(Assignment) If an entry below holds a picture, leave the picture out and print the rest exactly.

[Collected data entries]
################
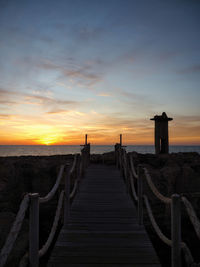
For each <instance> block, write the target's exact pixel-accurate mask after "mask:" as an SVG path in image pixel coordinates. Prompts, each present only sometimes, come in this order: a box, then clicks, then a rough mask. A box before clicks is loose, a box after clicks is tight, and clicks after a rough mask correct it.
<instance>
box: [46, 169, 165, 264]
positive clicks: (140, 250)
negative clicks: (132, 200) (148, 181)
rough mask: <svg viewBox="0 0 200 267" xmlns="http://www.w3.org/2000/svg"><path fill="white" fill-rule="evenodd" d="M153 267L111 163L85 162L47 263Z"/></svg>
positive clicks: (131, 207)
mask: <svg viewBox="0 0 200 267" xmlns="http://www.w3.org/2000/svg"><path fill="white" fill-rule="evenodd" d="M64 266H65V267H97V266H99V267H101V266H105V267H108V266H109V267H114V266H115V267H117V266H126V267H159V266H161V265H160V264H159V260H158V258H157V256H156V253H155V251H154V249H153V247H152V244H151V242H150V240H149V238H148V236H147V234H146V232H145V229H144V227H143V226H139V225H138V222H137V213H136V209H135V206H134V204H133V201H132V200H131V198H130V197H129V196H128V194H127V192H126V188H125V184H124V182H123V179H122V177H121V176H120V173H119V171H118V170H117V168H116V167H115V166H106V165H101V164H98V165H97V164H96V165H95V164H91V165H90V166H89V167H88V169H87V171H86V174H85V177H84V178H83V180H82V182H81V184H80V189H79V191H78V193H77V195H76V197H75V199H74V201H73V204H72V206H71V216H70V220H69V223H68V225H66V226H65V227H63V228H62V230H61V232H60V235H59V237H58V240H57V242H56V244H55V247H54V249H53V252H52V255H51V258H50V260H49V263H48V267H64Z"/></svg>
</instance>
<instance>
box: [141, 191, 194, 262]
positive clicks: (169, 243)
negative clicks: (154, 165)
mask: <svg viewBox="0 0 200 267" xmlns="http://www.w3.org/2000/svg"><path fill="white" fill-rule="evenodd" d="M143 197H144V202H145V206H146V208H147V213H148V215H149V218H150V221H151V223H152V226H153V228H154V230H155V232H156V233H157V235H158V236H159V238H160V239H161V240H162V241H163V242H164V243H165V244H167V245H168V246H170V247H171V246H172V240H170V239H169V238H167V237H166V236H165V235H164V234H163V233H162V231H161V230H160V228H159V226H158V224H157V223H156V221H155V218H154V216H153V213H152V210H151V207H150V204H149V201H148V198H147V196H145V195H144V196H143ZM181 249H182V251H183V254H184V258H185V261H186V264H187V266H188V267H195V266H198V265H194V264H196V263H194V259H193V257H192V254H191V252H190V249H189V248H188V246H187V245H186V243H184V242H181Z"/></svg>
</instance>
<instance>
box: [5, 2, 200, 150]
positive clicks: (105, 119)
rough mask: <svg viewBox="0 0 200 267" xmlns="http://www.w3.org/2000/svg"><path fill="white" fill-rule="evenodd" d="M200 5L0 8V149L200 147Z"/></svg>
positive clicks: (29, 4) (194, 3)
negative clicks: (152, 120)
mask: <svg viewBox="0 0 200 267" xmlns="http://www.w3.org/2000/svg"><path fill="white" fill-rule="evenodd" d="M199 14H200V1H198V0H188V1H187V0H177V1H176V0H168V1H166V0H146V1H143V0H137V1H136V0H105V1H104V0H73V1H70V0H58V1H56V0H34V1H30V0H0V144H1V145H3V144H80V143H82V142H83V140H84V134H85V133H87V134H88V139H89V141H90V142H91V143H92V144H113V143H115V142H116V141H118V137H119V134H120V133H122V134H123V136H124V137H123V139H124V142H125V143H126V144H153V142H154V138H153V135H154V123H153V122H152V121H150V120H149V119H150V118H151V117H153V116H154V115H156V114H158V115H160V114H162V112H163V111H165V112H166V113H167V115H168V116H169V117H172V118H174V120H173V121H171V122H170V123H169V125H170V143H171V144H199V145H200V103H199V102H200V15H199Z"/></svg>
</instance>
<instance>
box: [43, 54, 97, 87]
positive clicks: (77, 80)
mask: <svg viewBox="0 0 200 267" xmlns="http://www.w3.org/2000/svg"><path fill="white" fill-rule="evenodd" d="M94 64H95V63H94V62H93V64H91V62H89V63H87V62H86V63H83V64H82V65H78V64H76V62H75V60H73V59H72V60H71V62H70V63H69V62H68V65H67V63H65V65H59V64H55V63H53V62H50V61H47V62H41V63H39V64H38V66H39V67H40V68H42V69H44V70H50V71H51V70H53V71H54V70H55V71H59V72H60V74H61V77H60V79H61V78H62V79H63V78H68V79H73V80H75V82H76V83H77V84H81V85H84V86H88V87H91V86H93V85H94V84H96V83H98V82H100V81H102V73H100V72H97V71H94V66H93V65H94Z"/></svg>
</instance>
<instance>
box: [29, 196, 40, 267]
mask: <svg viewBox="0 0 200 267" xmlns="http://www.w3.org/2000/svg"><path fill="white" fill-rule="evenodd" d="M38 251H39V194H38V193H33V194H30V219H29V261H30V267H38V266H39V255H38Z"/></svg>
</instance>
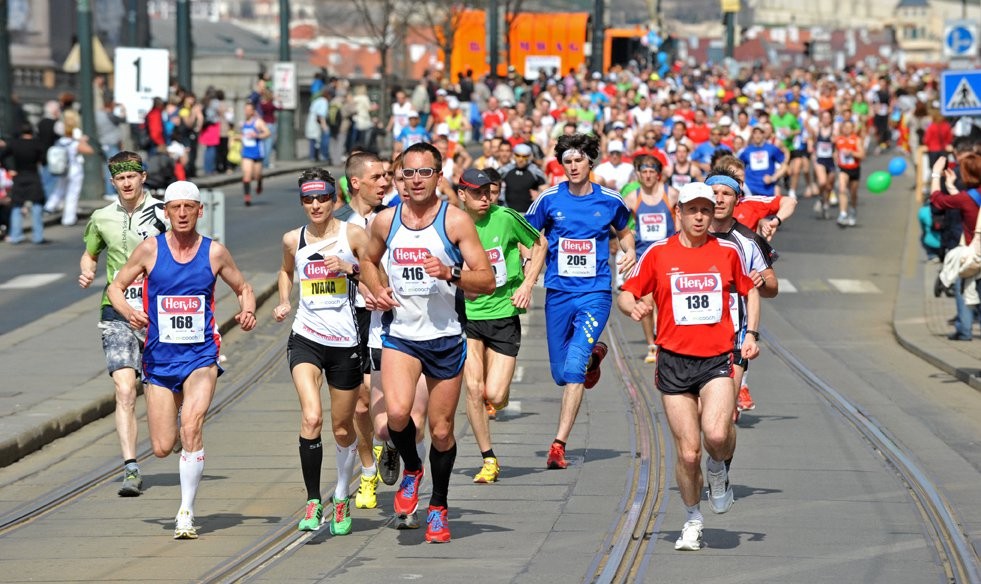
################
(Response to the task)
For each <instance> block, write the target's exact pixel-accurate mask after "mask:" as an SVG path in image pixel coordinates. Prompts, each present only sometimes, come in this order: a box, then clicks, then a rough mask. A box before clicks is loose, a box after clicks is tight, and clicks after a rough mask correct it.
<instance>
box: [46, 169, 165, 264]
positive clicks: (140, 250)
negative clicks: (132, 200) (148, 181)
rough mask: <svg viewBox="0 0 200 267" xmlns="http://www.w3.org/2000/svg"><path fill="white" fill-rule="evenodd" d="M153 267L111 163L85 162L47 263Z"/></svg>
positive clicks: (131, 207)
mask: <svg viewBox="0 0 200 267" xmlns="http://www.w3.org/2000/svg"><path fill="white" fill-rule="evenodd" d="M64 266H65V267H97V266H99V267H101V266H105V267H108V266H109V267H114V266H115V267H117V266H126V267H159V266H161V265H160V264H159V260H158V258H157V256H156V253H155V251H154V249H153V247H152V244H151V242H150V240H149V238H148V236H147V234H146V232H145V229H144V227H143V226H139V225H138V222H137V213H136V209H135V206H134V204H133V201H132V200H131V198H130V197H129V196H128V194H127V192H126V188H125V184H124V182H123V179H122V177H121V176H120V173H119V171H118V170H117V168H116V167H115V166H106V165H101V164H98V165H97V164H96V165H95V164H91V165H90V166H89V167H88V169H87V171H86V174H85V177H84V178H83V180H82V182H81V184H80V189H79V191H78V193H77V195H76V197H75V199H74V201H73V204H72V206H71V216H70V220H69V223H68V225H66V226H65V227H63V228H62V230H61V232H60V235H59V237H58V240H57V242H56V244H55V247H54V249H53V252H52V255H51V258H50V260H49V263H48V267H64Z"/></svg>
</instance>
<instance>
box: [141, 191, 194, 262]
positive clicks: (169, 243)
negative clicks: (154, 165)
mask: <svg viewBox="0 0 200 267" xmlns="http://www.w3.org/2000/svg"><path fill="white" fill-rule="evenodd" d="M143 197H144V202H145V206H146V208H147V213H148V215H149V218H150V221H151V223H152V226H153V228H154V230H155V232H156V233H157V235H158V236H159V238H160V239H161V240H162V241H163V242H164V243H165V244H167V245H168V246H170V247H171V246H172V240H170V239H169V238H167V237H166V236H165V235H164V234H163V233H162V231H161V230H160V228H159V226H158V224H157V223H156V221H155V218H154V216H153V213H152V210H151V207H150V204H149V201H148V198H147V196H145V195H144V196H143ZM181 249H182V251H183V254H184V258H185V261H186V264H187V266H188V267H195V266H198V265H194V264H196V263H194V259H193V257H192V254H191V252H190V249H189V248H188V246H187V245H186V243H184V242H181Z"/></svg>
</instance>
<instance>
box: [5, 2, 200, 150]
positive clicks: (105, 119)
rough mask: <svg viewBox="0 0 200 267" xmlns="http://www.w3.org/2000/svg"><path fill="white" fill-rule="evenodd" d="M200 5L0 8V149L200 147Z"/></svg>
positive clicks: (29, 4) (194, 3)
negative clicks: (152, 120)
mask: <svg viewBox="0 0 200 267" xmlns="http://www.w3.org/2000/svg"><path fill="white" fill-rule="evenodd" d="M199 14H200V1H198V0H188V1H187V0H177V1H176V0H168V1H166V0H146V1H143V0H137V1H136V0H105V1H104V0H73V1H70V0H58V1H56V0H34V1H30V0H0V144H1V145H3V144H80V143H82V142H83V140H84V134H85V133H87V134H88V139H89V141H90V142H91V143H92V144H113V143H115V142H116V141H118V137H119V134H120V133H122V134H123V136H124V137H123V139H124V142H125V143H126V144H153V142H154V138H153V135H154V123H153V122H152V121H150V120H149V119H150V118H151V117H153V116H154V115H156V114H158V115H160V114H162V112H163V111H165V112H166V113H167V115H168V116H169V117H172V118H174V120H173V121H171V122H170V123H169V125H170V143H171V144H199V145H200V103H199V102H200V15H199Z"/></svg>
</instance>
<instance>
box: [43, 54, 97, 87]
positive clicks: (77, 80)
mask: <svg viewBox="0 0 200 267" xmlns="http://www.w3.org/2000/svg"><path fill="white" fill-rule="evenodd" d="M94 64H95V63H94V62H93V64H91V62H89V63H87V62H86V63H83V64H82V65H78V64H76V62H75V60H73V59H72V60H71V62H70V63H69V62H68V65H67V63H65V65H59V64H55V63H53V62H50V61H47V62H41V63H39V64H38V66H39V67H40V68H42V69H44V70H50V71H51V70H53V71H54V70H55V71H59V72H60V74H61V77H60V79H61V78H62V79H63V78H68V79H73V80H75V82H76V83H77V84H81V85H84V86H88V87H91V86H93V85H94V84H96V83H98V82H100V81H102V73H100V72H97V71H94V66H93V65H94Z"/></svg>
</instance>
<instance>
box: [29, 196, 40, 267]
mask: <svg viewBox="0 0 200 267" xmlns="http://www.w3.org/2000/svg"><path fill="white" fill-rule="evenodd" d="M38 251H39V194H38V193H33V194H30V219H29V261H30V267H38V266H39V255H38Z"/></svg>
</instance>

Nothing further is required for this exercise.